→ **Source passage**:
ADR-0029: Restrict Recovery and Restoration Operations to SPIKE Pilot
- Status: accepted
- Date: 2025-11-19
- Tags: Security, Recovery, Access Control, SPIFFE
Context
SPIKE provides various operations that workloads can perform against SPIKE Nexus, including secret management (get, put, delete), policy management, and critical recovery operations (recover, restore). Most operations can be controlled through SPIKE’s policy system, allowing fine-grained access control based on SPIFFE IDs and other attributes.
However, recovery and restoration operations are fundamentally different from regular operations:
- Recovery initiates the process of retrieving Shamir secret shards when SPIKE Nexus needs to be restored from a catastrophic failure
- Restoration submits these shards back to rebuild the root encryption key
These operations bypass normal secret access policies and directly manipulate the root cryptographic material that protects the entire secrets store. If compromised, an attacker could potentially decrypt all secrets in the system.
We need to determine the appropriate access control mechanism for these critical recovery operations.
Decision
Recovery (Recover) and restoration (Restore) operations will be restricted
exclusively to SPIKE Pilot at the SDK level, enforced through SPIFFE ID
validation.
Specifically:
- The SDK will check the caller’s SPIFFE ID using
spiffeid.IsPilot() - Only workloads identified as SPIKE Pilot may invoke these operations
- Violations will result in immediate fatal termination via
log.FatalErr() - This restriction is not configurable through policies
All other operations (secrets, policies, cipher, ACLs) remain policy-controlled and can be authorized for any workload based on configured policies.
Rationale
Security Criticality Hierarchy
SPIKE operations fall into different security tiers:
| Operation Type | Security Impact | Access Control |
|---|---|---|
| Secret read/write | Medium - affects individual secrets | Policy-based |
| Policy management | High - affects access control | Policy-based |
| Cipher operations | Medium - encryption/decryption | Policy-based |
| Recovery/Restore | Critical - affects entire system | Hard-coded |
Why Recovery Operations Are Different
Policy-controlled operations (secrets, policies, etc.):
- Operate within the normal secret access control framework
- Failure affects specific secrets or policies
- Can be safely delegated to various workloads
- Policy misconfiguration has limited blast radius
Recovery operations (recover, restore):
- Bypass all policy controls and access root cryptographic material
- Failure or compromise could decrypt all secrets in the system
- Should only be performed during disaster recovery scenarios
- Must have the smallest possible attack surface
- Policy-based control would create circular dependency (policies are protected by the key being recovered)

→ **Material provided**:
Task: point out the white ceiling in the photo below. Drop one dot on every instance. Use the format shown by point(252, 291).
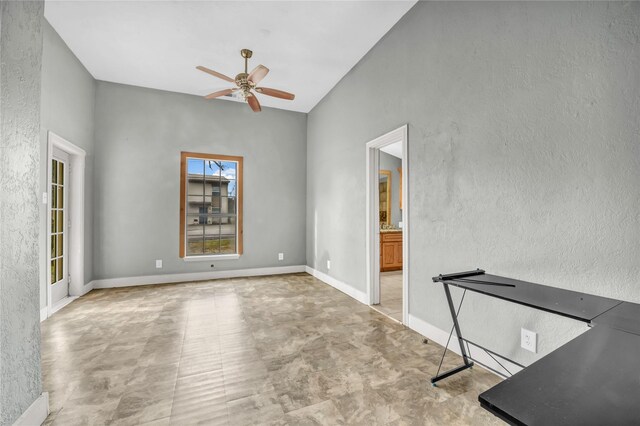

→ **What the task requires**:
Please state the security impact that the recovery access record's table assigns to policy management.

→ **Problem solution**:
High, because it affects access control.